## SOURCE DOCUMENT:
•••••
The reasons why social workers leave their roles are well known. They include high caseloads, reduced resources and burnout. However, we also know that many social workers stay, thrive and enjoy long careers in the profession.

Based on two pieces of research, the University of East Anglia (UEA) has launched a theory of change for supporting and retaining social workers in statutory services. Key recommendations from the approach will be tested across the five health and social care trusts in Northern Ireland, in a pilot starting later this year.

The first study that underpins the theory captured the voices of 58 long-serving child and family social workers across 11 local authorities in England. We wanted to learn from experienced stayers about how best to retain social workers.

The importance of social work identity to retention

We found that a strong sense of professional identity was key to retention, a finding echoed by the 2020 All-Ireland Study on what shapes social workers’ identities.

For experienced stayers, social work is part of their core identity - a defining feature of who they are. This strong sense of identity acts as a buffer to the stresses of the role. However, threats to workers’ sense of professional identity can push them to leave the profession.

We found that staying in the profession over the long term involved navigating critical career episodes (CCEs).

'Stay or go' moments in a social workers' career

CCEs are defining ‘stay or go?’ moments in social workers’ careers that are emotive, challenging and represent an identity threat.

CCEs arise when social workers experience misalignment between their practice and their professional identity - for instance, wanting to help the children and adults they work with, but finding themselves unable to do so due to organisational constraints.

During CCEs, workers ask themselves difficult questions like: ‘Who am I as a professional? What is my purpose? Can I be the sort of social worker I want to be? And if not, how do I reconcile myself to this?’

Resolving critical career episodes

Resolving CCEs involves reflection, time and sensitively-delivered support.

Where social workers are able to resolve a CCE, this can lead to transformative learning. Where workers are unable resolve CCEs they may experienced burnout, became cynical or think about leaving.

Effective support for social workers during CCEs is therefore important for their sense of identity and retention.

The research also identified three key factors that support and sustain ongoing professional identity development and support retention: mobility, specialism and ‘generativity’ (experienced practitioners nurturing the next generation of social workers).

A theory of change to support retention

The second study extended the research to include adult and mental health social workers, approved mental health professionals (AMHPs) as well as early-career social workers.

In consultation with 51 social care professionals, a theory of change was developed to support workforce development and retention across the career span.

The intervention at the heart of the theory of change is two-pronged.

The first is support to manage CCEs as well as opportunities to reflect and generate learning from them. The second involves offering opportunities for specialism, generativity and mobility, recognising that social workers' development and identity needs vary by career stage.

Drawing on experienced social workers

Crucially, the theory of change suggests that drawing on the untapped generativity of experienced social workers, via initiatives such as legacy mentoring for those at the start of their careers, is key to retaining both experienced and early-career workers. Legacy mentors are experienced workers, usually in late career, who provide mentoring and support to professionals at an earlier career stage.
•••••
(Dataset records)
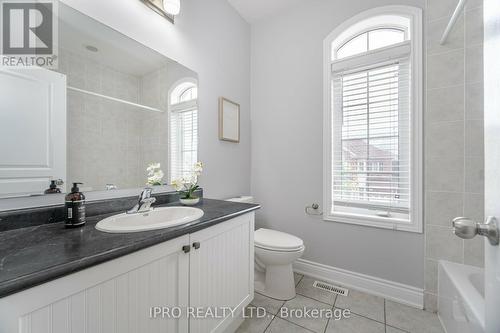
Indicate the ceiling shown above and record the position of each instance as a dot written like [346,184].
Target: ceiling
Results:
[254,10]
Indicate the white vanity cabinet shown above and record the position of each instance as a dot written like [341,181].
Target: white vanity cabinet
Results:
[117,296]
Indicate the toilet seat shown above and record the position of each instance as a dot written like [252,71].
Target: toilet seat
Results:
[273,240]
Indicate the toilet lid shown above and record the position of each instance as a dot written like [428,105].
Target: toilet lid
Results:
[272,239]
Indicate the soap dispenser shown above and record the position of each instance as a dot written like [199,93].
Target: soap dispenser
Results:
[52,188]
[75,207]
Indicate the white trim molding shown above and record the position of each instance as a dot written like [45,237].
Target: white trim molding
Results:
[387,289]
[376,17]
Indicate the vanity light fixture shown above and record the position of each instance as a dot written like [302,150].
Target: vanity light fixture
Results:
[166,8]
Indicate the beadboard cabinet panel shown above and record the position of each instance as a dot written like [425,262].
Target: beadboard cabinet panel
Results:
[114,297]
[221,271]
[117,296]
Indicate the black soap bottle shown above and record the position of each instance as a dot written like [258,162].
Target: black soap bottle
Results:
[75,207]
[52,188]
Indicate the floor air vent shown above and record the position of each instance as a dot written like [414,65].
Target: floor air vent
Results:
[330,288]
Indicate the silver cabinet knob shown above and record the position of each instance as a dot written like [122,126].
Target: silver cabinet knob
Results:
[466,228]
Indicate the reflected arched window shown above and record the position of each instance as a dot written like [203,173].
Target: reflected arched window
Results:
[183,108]
[371,40]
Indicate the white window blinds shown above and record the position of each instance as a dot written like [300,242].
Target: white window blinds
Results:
[183,141]
[371,140]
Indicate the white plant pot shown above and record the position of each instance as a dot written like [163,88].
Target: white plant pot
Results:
[189,202]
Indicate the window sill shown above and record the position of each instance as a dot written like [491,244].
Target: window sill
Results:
[375,222]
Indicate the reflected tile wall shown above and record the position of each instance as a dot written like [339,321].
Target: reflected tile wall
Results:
[111,142]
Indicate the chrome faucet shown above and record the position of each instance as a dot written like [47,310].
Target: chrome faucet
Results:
[145,202]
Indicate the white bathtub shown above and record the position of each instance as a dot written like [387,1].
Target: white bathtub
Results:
[461,298]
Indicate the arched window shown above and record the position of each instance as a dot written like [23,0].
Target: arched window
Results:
[373,118]
[183,108]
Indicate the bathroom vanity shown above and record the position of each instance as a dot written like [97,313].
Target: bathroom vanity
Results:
[83,280]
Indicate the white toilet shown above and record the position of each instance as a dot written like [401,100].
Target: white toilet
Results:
[275,252]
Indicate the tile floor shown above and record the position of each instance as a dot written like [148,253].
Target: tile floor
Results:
[369,314]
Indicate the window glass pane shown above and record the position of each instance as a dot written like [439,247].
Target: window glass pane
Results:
[356,45]
[384,37]
[183,130]
[370,169]
[188,94]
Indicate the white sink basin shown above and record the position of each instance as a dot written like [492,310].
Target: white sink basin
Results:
[158,218]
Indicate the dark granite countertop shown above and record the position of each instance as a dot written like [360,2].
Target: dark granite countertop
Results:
[34,255]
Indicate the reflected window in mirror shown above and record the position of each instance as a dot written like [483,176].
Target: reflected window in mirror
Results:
[183,107]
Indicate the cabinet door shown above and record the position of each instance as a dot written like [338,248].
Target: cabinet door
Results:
[113,297]
[221,271]
[32,130]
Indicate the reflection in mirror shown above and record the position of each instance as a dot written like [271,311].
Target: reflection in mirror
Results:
[127,108]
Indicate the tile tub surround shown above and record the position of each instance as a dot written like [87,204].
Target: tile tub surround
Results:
[34,255]
[22,218]
[454,155]
[390,317]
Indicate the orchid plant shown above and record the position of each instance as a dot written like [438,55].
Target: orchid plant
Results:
[155,174]
[187,185]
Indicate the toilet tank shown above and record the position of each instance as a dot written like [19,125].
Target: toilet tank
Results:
[244,199]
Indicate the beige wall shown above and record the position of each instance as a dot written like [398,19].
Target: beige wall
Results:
[454,137]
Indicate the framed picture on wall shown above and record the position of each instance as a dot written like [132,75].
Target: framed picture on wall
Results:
[229,120]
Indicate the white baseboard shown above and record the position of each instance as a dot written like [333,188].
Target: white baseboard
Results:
[394,291]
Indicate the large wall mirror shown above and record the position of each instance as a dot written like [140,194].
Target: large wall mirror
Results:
[111,111]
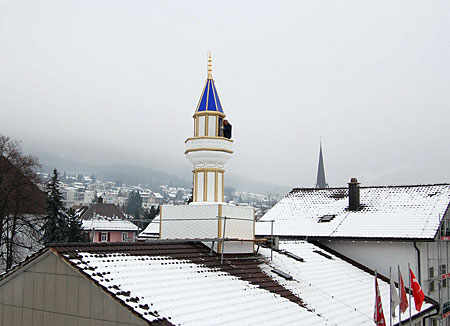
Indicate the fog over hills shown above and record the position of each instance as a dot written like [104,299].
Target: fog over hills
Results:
[134,173]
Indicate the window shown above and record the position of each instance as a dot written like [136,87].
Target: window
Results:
[443,271]
[430,278]
[220,126]
[125,236]
[104,237]
[326,218]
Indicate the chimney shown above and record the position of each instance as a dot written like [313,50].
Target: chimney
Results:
[353,195]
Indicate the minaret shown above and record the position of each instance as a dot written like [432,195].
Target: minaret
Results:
[208,150]
[321,182]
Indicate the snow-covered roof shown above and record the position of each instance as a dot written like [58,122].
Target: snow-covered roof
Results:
[396,212]
[151,231]
[182,284]
[108,225]
[340,292]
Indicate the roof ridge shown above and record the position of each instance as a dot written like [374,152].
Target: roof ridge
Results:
[378,186]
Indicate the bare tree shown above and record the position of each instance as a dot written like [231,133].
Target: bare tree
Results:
[21,202]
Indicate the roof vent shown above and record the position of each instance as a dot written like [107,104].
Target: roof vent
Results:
[282,274]
[294,256]
[326,218]
[353,195]
[322,254]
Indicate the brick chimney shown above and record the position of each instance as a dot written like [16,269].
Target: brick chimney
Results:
[353,195]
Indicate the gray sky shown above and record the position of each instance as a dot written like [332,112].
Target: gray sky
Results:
[118,81]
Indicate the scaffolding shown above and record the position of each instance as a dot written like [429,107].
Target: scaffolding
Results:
[223,239]
[438,272]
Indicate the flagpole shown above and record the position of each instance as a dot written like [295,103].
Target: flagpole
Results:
[399,295]
[409,273]
[390,296]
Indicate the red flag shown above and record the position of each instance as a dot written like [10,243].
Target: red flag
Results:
[418,295]
[403,299]
[378,315]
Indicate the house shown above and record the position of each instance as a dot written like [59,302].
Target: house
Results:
[168,282]
[380,227]
[100,210]
[109,230]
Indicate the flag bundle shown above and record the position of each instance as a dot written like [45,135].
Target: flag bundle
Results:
[403,299]
[418,295]
[398,297]
[378,315]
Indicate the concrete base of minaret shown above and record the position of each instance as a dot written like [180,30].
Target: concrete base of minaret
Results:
[212,221]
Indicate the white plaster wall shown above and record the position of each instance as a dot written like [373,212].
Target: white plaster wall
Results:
[379,255]
[211,186]
[219,186]
[200,184]
[198,221]
[242,228]
[201,126]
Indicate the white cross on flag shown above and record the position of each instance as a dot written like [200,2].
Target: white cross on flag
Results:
[378,315]
[418,295]
[395,300]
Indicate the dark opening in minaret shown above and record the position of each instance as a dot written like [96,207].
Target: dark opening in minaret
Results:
[321,181]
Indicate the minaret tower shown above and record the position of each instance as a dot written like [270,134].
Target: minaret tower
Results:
[208,150]
[321,181]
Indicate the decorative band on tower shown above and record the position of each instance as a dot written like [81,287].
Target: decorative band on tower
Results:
[210,147]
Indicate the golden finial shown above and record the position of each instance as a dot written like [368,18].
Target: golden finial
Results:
[209,65]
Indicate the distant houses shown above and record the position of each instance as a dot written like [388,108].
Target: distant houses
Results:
[108,230]
[106,223]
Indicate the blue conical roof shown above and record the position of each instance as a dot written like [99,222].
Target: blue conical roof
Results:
[209,101]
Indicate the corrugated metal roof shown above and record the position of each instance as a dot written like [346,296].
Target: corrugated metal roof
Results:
[182,284]
[386,212]
[341,293]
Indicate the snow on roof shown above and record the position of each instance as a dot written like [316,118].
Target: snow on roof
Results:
[151,230]
[183,284]
[108,225]
[340,292]
[386,212]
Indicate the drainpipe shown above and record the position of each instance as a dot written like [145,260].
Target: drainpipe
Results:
[418,261]
[424,320]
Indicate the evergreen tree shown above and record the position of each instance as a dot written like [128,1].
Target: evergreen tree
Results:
[134,205]
[55,223]
[74,232]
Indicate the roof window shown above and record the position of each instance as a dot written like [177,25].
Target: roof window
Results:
[326,218]
[322,254]
[282,274]
[294,256]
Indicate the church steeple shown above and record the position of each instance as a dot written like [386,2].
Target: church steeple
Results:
[321,182]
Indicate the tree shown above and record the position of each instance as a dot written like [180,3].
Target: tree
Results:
[74,232]
[134,204]
[55,224]
[149,215]
[21,203]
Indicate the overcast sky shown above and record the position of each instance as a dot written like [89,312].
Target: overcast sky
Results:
[118,81]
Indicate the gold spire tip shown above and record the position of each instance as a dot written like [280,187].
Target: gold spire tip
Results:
[209,65]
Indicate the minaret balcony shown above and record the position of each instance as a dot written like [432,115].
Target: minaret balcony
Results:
[208,151]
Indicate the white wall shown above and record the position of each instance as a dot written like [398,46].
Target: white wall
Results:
[381,255]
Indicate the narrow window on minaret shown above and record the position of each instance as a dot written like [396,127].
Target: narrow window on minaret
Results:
[220,134]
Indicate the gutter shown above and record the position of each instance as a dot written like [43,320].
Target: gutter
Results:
[418,261]
[432,315]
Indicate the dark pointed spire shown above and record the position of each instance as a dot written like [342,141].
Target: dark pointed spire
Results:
[321,182]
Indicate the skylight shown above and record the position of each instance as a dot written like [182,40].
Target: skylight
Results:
[326,218]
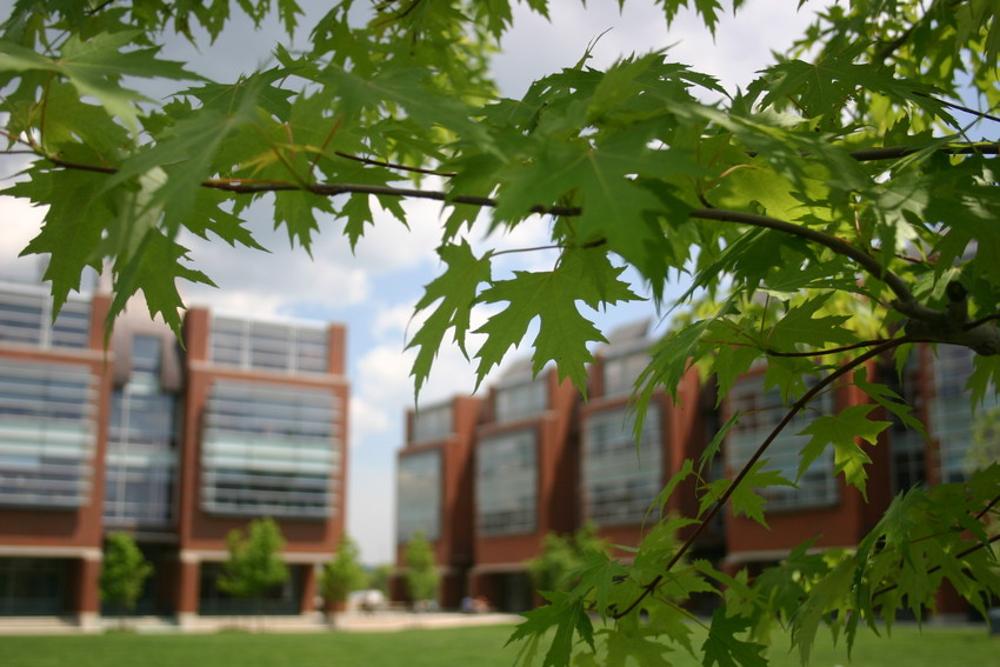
•••••
## TASK SET:
1. Where will key recommendations from the theory of change be tested, according to the article on social worker retention?
2. Duplicate the passage of the social worker retention article starting with "A theory of change to" and going on through "by career stage.".
3. Which factors does the article on social worker retention name as supporting ongoing professional identity development and retention?

## COMPLETE ANSWERS:
1. Across the five health and social care trusts in Northern Ireland.

2.
A theory of change to support retention

The second study extended the research to include adult and mental health social workers, approved mental health professionals (AMHPs) as well as early-career social workers.

In consultation with 51 social care professionals, a theory of change was developed to support workforce development and retention across the career span.

The intervention at the heart of the theory of change is two-pronged.

The first is support to manage CCEs as well as opportunities to reflect and generate learning from them. The second involves offering opportunities for specialism, generativity and mobility, recognising that social workers' development and identity needs vary by career stage.

3. Mobility, specialism and generativity (experienced practitioners nurturing the next generation of social workers).